-- start Input material --

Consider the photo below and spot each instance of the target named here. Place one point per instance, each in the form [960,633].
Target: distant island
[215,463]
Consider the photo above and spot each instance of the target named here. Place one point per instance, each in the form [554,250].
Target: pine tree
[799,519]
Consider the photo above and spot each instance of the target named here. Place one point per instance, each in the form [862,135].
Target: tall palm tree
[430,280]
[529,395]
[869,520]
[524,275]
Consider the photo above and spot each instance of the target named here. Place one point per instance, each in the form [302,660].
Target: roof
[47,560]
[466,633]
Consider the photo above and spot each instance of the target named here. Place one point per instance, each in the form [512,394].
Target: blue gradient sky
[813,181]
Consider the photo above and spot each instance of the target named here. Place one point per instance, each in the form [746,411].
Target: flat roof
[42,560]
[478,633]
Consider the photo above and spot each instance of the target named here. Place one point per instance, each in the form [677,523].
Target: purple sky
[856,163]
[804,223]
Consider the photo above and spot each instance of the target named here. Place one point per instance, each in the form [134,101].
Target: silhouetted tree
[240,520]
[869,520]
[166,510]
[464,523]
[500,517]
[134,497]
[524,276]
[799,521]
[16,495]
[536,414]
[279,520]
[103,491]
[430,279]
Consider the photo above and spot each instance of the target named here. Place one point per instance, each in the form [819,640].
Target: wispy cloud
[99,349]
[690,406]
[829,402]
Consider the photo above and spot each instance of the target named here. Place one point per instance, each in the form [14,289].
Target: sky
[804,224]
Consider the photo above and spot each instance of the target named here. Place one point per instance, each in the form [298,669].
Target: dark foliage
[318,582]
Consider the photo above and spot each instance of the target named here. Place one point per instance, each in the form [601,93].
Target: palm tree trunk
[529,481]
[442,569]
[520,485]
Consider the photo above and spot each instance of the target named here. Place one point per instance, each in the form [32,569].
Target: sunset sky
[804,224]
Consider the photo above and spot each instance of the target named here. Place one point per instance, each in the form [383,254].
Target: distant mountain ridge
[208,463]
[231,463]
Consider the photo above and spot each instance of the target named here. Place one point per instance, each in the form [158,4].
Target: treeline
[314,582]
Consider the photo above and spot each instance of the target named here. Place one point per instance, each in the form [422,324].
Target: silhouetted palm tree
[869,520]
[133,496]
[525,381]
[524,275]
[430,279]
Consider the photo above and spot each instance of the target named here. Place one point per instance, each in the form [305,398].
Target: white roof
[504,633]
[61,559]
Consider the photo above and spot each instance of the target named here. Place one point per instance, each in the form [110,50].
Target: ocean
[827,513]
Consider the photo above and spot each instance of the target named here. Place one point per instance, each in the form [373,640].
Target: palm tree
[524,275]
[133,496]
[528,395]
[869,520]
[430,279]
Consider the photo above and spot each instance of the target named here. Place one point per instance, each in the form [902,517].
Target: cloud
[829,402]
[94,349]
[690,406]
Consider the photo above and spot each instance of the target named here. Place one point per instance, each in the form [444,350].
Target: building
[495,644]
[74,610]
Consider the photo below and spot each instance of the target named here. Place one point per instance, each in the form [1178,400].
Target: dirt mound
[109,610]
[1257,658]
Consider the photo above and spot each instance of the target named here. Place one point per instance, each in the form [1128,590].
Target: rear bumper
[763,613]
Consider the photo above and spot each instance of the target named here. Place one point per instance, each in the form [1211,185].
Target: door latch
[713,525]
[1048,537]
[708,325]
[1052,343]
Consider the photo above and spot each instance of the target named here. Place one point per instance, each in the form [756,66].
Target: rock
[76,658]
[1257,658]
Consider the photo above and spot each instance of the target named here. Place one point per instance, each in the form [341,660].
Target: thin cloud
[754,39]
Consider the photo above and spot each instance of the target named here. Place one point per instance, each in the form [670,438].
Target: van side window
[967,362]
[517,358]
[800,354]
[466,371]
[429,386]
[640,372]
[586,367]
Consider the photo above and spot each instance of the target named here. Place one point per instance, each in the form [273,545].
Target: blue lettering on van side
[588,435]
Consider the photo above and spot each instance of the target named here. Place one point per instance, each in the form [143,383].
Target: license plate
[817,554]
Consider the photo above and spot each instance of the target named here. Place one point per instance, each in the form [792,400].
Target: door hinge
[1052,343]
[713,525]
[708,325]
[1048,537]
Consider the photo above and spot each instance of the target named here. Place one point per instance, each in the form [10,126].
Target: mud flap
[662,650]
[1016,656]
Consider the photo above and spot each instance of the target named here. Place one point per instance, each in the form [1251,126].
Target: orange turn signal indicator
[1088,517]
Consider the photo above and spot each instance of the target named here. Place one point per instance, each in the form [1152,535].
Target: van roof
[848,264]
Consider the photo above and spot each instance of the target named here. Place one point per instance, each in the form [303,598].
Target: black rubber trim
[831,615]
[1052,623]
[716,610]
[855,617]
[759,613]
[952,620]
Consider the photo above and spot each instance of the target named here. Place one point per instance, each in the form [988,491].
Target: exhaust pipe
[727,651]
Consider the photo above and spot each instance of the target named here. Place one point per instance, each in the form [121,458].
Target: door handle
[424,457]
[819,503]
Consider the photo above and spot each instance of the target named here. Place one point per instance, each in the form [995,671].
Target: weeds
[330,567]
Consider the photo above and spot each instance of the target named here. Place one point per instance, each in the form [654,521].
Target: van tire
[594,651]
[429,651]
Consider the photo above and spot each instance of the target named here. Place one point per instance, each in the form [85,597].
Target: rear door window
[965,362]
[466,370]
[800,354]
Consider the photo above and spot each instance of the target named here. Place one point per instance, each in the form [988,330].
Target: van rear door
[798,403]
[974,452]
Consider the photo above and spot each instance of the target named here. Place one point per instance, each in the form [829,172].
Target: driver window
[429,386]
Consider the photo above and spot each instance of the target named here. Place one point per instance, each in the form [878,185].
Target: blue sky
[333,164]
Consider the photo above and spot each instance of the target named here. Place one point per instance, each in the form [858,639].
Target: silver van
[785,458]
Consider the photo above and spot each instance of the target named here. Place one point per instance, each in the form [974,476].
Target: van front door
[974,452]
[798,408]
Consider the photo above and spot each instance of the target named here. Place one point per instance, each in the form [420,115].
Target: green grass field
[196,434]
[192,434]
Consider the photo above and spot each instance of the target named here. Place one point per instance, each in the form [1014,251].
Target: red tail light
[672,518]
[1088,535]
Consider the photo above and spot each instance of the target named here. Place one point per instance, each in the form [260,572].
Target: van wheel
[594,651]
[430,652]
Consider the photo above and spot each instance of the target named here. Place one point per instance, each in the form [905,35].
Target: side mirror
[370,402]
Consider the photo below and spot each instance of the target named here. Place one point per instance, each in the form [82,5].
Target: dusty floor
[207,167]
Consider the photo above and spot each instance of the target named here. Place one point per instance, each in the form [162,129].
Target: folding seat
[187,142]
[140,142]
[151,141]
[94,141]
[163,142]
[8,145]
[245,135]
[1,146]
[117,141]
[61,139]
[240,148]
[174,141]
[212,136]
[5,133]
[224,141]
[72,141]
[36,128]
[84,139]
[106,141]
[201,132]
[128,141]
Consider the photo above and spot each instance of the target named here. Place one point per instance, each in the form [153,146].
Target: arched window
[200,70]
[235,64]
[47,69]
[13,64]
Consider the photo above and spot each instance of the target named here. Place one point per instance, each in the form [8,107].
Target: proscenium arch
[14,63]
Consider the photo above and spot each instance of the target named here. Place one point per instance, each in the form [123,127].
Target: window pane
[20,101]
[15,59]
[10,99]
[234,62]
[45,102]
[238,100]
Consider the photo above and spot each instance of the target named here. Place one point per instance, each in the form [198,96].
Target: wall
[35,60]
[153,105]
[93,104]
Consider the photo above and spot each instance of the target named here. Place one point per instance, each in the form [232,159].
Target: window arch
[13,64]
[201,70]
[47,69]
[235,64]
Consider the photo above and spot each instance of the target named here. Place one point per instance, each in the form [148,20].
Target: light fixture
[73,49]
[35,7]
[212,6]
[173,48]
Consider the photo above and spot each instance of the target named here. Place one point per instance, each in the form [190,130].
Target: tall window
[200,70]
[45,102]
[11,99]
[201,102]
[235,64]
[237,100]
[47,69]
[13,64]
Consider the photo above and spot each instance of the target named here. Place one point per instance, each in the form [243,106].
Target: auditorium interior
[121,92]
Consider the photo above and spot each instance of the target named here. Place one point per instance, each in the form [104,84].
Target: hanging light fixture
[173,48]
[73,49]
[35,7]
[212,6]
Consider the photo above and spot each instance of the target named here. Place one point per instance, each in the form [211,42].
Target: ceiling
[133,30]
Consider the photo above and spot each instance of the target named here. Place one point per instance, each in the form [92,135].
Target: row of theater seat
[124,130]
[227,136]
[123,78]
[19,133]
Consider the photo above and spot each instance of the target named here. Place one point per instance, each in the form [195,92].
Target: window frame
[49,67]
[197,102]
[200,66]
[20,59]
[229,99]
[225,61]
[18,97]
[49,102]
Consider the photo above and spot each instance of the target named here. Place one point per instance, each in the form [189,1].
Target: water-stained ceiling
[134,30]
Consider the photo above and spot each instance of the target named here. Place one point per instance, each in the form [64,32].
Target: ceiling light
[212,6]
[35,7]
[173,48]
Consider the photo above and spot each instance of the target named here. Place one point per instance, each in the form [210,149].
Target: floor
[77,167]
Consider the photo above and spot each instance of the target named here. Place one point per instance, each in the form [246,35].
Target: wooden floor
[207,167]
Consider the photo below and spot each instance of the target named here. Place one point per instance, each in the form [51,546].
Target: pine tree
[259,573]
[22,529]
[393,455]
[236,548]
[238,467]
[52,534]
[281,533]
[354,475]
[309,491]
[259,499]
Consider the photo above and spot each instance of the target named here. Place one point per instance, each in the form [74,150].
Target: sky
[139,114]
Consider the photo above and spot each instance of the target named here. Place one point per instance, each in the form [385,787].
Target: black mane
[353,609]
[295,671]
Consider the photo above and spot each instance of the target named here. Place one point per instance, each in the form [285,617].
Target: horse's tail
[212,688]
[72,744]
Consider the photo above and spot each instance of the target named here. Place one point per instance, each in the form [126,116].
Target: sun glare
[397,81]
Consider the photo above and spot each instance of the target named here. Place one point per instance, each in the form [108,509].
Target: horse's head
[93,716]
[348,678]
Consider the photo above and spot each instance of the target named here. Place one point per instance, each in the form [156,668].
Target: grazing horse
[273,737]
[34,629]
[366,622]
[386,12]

-- end Input material --

Task details: Return the lines from the line containing "the form [285,617]." to the end of the entries above, exactly as they appear and with no other output.

Exercise answer:
Consider the photo above and spot each instance of the target named here. Place one point per instance, each in the form [285,617].
Target: horse's tail
[212,688]
[72,744]
Consider the photo above and spot each instance of the target named here. Place one point per instance, each in the form [126,116].
Target: sun glare
[397,81]
Consider the photo above and spot each instance of the target named here. Place one point per instance, each in the form [108,509].
Target: horse's head
[93,716]
[348,678]
Consider the photo above and spot each instance of the target named here. Place one point per instance, each in the form [156,668].
Target: grazing horse
[273,737]
[34,629]
[366,622]
[386,12]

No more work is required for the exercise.